(Problem): Output only the line that contains "Identify the embroidered sleeve" and the lines after it, all verbatim, through the last one below.

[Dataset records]
---+---
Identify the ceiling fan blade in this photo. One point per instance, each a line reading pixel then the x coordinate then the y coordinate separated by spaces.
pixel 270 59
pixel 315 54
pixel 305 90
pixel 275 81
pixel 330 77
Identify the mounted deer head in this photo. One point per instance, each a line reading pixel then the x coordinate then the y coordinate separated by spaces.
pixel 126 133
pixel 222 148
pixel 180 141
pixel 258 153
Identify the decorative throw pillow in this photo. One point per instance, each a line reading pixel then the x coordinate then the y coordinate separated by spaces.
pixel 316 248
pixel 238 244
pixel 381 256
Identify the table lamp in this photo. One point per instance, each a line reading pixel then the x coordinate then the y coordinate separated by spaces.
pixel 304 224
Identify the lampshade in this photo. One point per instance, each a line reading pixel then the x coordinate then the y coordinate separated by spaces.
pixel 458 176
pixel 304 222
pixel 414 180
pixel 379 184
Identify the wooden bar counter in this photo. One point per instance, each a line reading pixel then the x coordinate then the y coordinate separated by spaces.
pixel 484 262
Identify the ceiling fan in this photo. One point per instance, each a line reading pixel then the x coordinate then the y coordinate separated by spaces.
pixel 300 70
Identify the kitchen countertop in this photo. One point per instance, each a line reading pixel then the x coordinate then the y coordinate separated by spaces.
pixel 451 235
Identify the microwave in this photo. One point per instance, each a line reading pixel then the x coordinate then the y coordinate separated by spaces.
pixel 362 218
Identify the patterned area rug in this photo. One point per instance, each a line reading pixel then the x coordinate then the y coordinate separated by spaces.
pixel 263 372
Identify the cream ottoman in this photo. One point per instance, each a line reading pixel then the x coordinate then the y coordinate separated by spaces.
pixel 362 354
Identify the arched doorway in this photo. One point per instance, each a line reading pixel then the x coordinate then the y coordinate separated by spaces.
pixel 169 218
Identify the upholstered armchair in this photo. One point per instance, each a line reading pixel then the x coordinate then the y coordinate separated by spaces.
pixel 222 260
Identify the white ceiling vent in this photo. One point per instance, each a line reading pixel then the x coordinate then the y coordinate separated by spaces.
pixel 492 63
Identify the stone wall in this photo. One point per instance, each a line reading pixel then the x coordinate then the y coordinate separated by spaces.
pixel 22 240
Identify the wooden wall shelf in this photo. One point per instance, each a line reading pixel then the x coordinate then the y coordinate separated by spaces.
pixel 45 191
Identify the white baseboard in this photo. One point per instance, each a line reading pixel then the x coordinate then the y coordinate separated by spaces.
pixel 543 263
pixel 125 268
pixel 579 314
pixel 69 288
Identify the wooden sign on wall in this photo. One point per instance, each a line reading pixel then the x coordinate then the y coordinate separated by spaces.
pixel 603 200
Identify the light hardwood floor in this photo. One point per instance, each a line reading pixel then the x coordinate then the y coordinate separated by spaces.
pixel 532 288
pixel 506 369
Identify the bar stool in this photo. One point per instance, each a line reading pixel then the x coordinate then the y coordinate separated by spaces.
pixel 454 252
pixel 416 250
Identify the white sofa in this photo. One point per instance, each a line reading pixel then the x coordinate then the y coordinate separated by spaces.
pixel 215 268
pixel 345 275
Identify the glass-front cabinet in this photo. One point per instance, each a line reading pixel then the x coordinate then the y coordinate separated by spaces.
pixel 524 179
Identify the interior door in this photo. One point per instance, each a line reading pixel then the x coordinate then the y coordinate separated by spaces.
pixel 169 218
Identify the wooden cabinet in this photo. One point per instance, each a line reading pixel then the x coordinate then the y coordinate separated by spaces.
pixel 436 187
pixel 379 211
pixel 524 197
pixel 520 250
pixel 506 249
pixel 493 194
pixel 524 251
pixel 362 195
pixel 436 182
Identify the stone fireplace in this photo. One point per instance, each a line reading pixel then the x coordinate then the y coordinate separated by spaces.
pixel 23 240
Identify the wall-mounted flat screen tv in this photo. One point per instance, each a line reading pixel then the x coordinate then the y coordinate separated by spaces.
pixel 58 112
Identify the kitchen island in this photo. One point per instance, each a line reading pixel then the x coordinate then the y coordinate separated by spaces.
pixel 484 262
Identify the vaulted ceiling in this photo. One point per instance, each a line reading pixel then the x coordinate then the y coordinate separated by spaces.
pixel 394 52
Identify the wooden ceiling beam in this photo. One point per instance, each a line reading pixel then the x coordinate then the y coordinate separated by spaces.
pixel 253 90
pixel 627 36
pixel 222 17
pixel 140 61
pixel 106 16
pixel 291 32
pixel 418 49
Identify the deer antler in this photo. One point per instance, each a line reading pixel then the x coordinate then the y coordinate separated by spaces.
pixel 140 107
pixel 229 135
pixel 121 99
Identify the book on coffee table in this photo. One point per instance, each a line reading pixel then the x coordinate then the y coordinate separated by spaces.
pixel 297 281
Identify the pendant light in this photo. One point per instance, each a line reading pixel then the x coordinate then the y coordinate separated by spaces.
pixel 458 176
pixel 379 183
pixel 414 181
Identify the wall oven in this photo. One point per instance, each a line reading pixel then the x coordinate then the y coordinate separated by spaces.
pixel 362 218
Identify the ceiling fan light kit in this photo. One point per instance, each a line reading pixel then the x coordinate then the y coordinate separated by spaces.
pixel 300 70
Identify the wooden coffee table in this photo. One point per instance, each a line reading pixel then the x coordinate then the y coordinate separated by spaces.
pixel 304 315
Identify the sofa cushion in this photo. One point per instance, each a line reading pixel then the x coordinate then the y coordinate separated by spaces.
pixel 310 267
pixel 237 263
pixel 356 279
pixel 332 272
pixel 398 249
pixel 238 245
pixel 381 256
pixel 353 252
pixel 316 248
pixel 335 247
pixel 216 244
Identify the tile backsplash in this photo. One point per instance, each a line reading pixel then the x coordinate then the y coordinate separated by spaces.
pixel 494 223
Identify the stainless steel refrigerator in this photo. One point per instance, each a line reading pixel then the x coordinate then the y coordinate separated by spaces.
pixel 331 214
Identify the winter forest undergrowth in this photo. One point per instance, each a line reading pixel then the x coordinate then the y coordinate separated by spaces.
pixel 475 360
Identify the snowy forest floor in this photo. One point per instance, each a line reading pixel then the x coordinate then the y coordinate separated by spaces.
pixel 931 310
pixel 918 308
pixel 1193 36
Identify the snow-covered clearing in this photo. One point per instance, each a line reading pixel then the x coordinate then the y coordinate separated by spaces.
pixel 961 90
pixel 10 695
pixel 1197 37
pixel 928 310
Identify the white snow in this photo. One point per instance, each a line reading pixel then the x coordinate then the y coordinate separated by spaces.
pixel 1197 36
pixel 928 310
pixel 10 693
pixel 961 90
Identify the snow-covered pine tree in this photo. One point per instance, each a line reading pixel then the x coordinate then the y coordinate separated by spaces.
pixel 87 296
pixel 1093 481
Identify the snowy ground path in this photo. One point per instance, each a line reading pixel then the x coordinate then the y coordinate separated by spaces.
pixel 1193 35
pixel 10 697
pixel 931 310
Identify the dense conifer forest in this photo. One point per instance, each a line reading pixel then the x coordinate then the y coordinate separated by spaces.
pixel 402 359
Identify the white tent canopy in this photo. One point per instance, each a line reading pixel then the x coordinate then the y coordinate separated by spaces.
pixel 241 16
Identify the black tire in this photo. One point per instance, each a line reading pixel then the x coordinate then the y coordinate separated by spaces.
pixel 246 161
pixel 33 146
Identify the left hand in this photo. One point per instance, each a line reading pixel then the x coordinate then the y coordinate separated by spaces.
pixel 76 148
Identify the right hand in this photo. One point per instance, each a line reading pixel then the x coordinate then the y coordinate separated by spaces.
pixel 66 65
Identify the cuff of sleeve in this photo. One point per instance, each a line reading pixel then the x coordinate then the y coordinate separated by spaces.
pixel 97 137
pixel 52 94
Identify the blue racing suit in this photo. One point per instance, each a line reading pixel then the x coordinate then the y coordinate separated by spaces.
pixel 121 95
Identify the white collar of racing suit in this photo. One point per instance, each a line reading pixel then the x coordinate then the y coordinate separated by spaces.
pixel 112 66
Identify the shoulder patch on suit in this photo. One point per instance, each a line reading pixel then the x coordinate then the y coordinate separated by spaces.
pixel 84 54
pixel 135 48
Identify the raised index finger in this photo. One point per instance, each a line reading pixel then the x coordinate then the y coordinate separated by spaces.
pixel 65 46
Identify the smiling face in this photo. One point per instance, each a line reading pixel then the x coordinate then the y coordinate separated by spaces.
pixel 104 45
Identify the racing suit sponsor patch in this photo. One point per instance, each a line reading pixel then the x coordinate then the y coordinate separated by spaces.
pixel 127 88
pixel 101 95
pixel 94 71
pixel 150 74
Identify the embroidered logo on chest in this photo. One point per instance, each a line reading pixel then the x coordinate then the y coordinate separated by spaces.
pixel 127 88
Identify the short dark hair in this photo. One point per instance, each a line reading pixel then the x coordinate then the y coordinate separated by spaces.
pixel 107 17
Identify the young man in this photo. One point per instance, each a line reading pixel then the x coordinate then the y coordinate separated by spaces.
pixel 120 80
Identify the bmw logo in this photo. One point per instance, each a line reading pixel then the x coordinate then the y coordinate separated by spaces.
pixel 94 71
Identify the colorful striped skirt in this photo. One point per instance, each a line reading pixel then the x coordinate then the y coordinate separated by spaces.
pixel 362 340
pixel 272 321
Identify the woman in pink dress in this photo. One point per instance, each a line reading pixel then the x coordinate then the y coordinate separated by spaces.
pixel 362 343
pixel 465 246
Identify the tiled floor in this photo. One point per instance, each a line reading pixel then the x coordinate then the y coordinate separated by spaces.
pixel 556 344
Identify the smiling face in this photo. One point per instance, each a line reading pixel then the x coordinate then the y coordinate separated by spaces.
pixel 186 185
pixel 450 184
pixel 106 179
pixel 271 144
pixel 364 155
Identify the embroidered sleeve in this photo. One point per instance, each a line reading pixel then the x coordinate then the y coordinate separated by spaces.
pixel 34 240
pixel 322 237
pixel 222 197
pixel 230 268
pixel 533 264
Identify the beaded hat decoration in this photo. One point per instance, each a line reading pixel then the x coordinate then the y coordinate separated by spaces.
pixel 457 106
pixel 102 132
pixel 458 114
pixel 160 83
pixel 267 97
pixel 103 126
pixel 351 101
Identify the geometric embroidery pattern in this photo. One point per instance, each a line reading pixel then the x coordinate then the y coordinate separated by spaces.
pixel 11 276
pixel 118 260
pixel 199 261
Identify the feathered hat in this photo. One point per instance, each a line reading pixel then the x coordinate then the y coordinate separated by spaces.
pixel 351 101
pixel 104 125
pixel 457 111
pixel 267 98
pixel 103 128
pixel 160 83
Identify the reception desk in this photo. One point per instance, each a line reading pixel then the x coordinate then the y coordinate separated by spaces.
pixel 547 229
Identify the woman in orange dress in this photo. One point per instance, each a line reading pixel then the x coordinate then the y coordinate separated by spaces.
---+---
(Answer to this task):
Identify the embroidered sleeve in this photo. One point per instance, each a line reading pixel then the x coordinate then the y coordinate separated by spaces.
pixel 34 240
pixel 322 237
pixel 222 197
pixel 230 268
pixel 533 264
Identify the beaded hat decoration in this photo. One point per instance, each a line reading pixel then the x coordinate then the y coordinate separated by spaces.
pixel 457 106
pixel 102 132
pixel 458 114
pixel 160 83
pixel 267 97
pixel 103 126
pixel 351 101
Identify the geometric embroidery pattern in this photo. One point per instance, each a line reading pixel then the x coordinate then the y coordinate separated by spaces.
pixel 11 276
pixel 118 260
pixel 199 261
Identify the feathered hat in this photo. One point per instance, each a line reading pixel then the x coordinate then the y coordinate separated by spaces.
pixel 351 101
pixel 104 125
pixel 457 111
pixel 267 98
pixel 103 128
pixel 160 83
Identify the reception desk in this photo. One point per instance, each a line reading pixel then the x coordinate then the y coordinate separated by spaces.
pixel 547 229
Identify the woman in orange dress in this photo. One point per instance, each a line reading pixel then the x coordinate then the y coordinate separated by spaces.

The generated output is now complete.